Updated FDA Policy Could Improve Treatment For Up To 1.8 Million HF Patients1 year, 8 months ago
Posted on Sep 23, 2021, 3 p.m.
Expanded FDA labeling is poised to dramatically increase the potential heart failure (HF) patient population eligible for sacubitril/valsartan by up to 1.8 million people, according to new data published in JAMA Cardiology.
"On Feb.16, 2021, the FDA expanded regulatory labeling for sacubitril/valsartan to reduce the risk of cardiovascular death and hospitalization for HF in adult patients with chronic HF," explained lead author Muthiah Vaduganathan, MD, MPH, with the division of cardiovascular medicine at Brigham and Women’s Hospital and Harvard Medical School, and colleagues. "These regulatory changes were based on data from the PARAGON-HF trial (which enrolled participants with HF and left ventricular ejection fraction [LVEF] of 45% or greater), contextualized alongside data from the PARADIGM-HF trial (which enrolled participants with HF and LVEF of 40% or less)."
The study's authors hoped to learn more about the potential long-term impact of this regulatory change, focusing on data from the National Health and Nutrition Examination Survey from 2015 to 2018. Their primary aim was to measure the number of worsening HF events prevented or postponed if eligible patients were treated with sacubitril/valsartan for three years. Researchers analyzed 4,682,098 newly eligible adult patients with HF. Forty-two percent of patients were women, and the mean patient age was 66.3 years old.

### Dataset section
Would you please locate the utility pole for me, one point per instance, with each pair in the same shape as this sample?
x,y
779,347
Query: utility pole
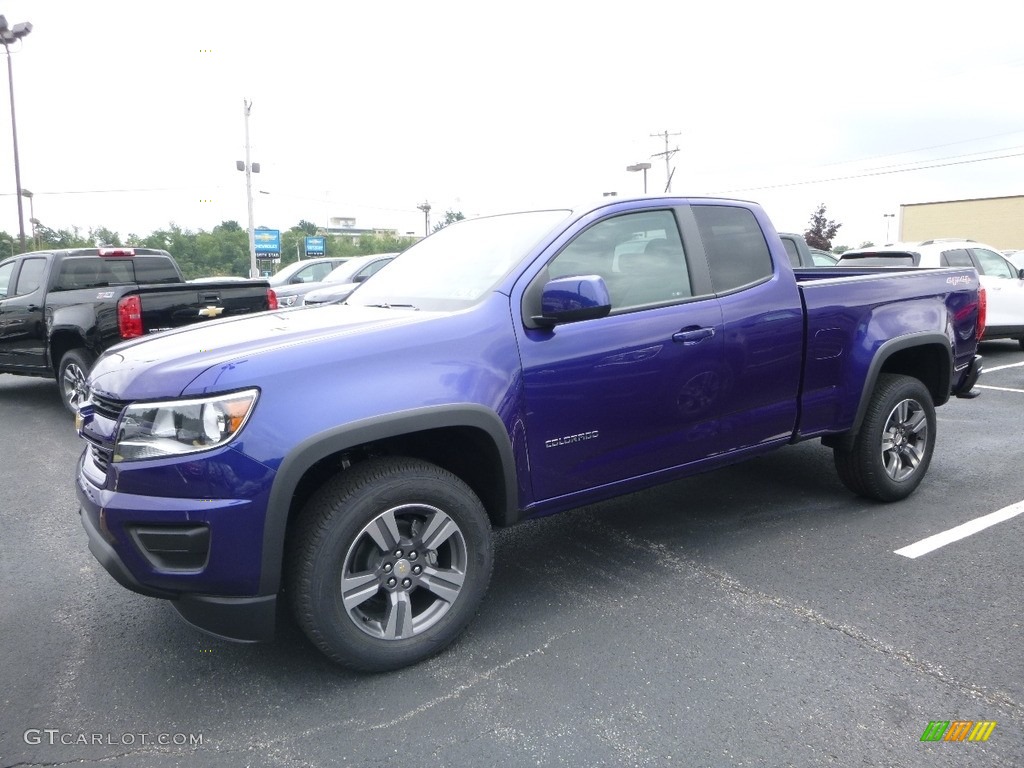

### Assigned task 1
Can you transcribe the stretch of the heart failure article from "The study's authors" through "66.3 years old."?
### Assigned task 2
Can you pick up the heart failure article after its last sentence and keep it going?

### Task answer 1
The study's authors hoped to learn more about the potential long-term impact of this regulatory change, focusing on data from the National Health and Nutrition Examination Survey from 2015 to 2018. Their primary aim was to measure the number of worsening HF events prevented or postponed if eligible patients were treated with sacubitril/valsartan for three years. Researchers analyzed 4,682,098 newly eligible adult patients with HF. Forty-two percent of patients were women, and the mean patient age was 66.3 years old.

### Task answer 2
Overall, the number of patients likely to be newly eligible varied by the definition of FDA labeling of lower-than-normal LVEF. That number was 643,161 participants if lower-than-normal LVEF was defined as 41% to 50%, and it was 1,838,756 participants if lower-than-normal LVEF was defined as 41% to 60%.
According to the authors, comprehensive implementation of sacubitril/valsartan in patients could potentially prevent up to 69,268 worsening HF events (if lower-than-normal LVEF is defined as 41% to 50%) or up to 182,592 worsening HF events (if lower-than-normal LVEF is defined as 41% to 60%) over three years of treatment.
“These data support a favorable risk-benefit margin for most newly eligible treatment candidates,” the authors wrote. “Additionally, even patients who experience hypotension with initial drug exposure may derive subsequent clinical benefit, as has been previously shown in the PARADIGM-HF trial.”